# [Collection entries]
#####

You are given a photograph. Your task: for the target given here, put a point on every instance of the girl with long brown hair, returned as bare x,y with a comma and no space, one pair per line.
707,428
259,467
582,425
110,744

#####

# [Your assignment]
Output the entries above in their entirety, exactly as written.

# [Response to the task]
You are given a photograph. Your task: for the target given here, put a point on every instance of the girl with long brown hair, returned as bare x,y with a comma and no space, one pair per line.
707,428
259,467
582,425
110,744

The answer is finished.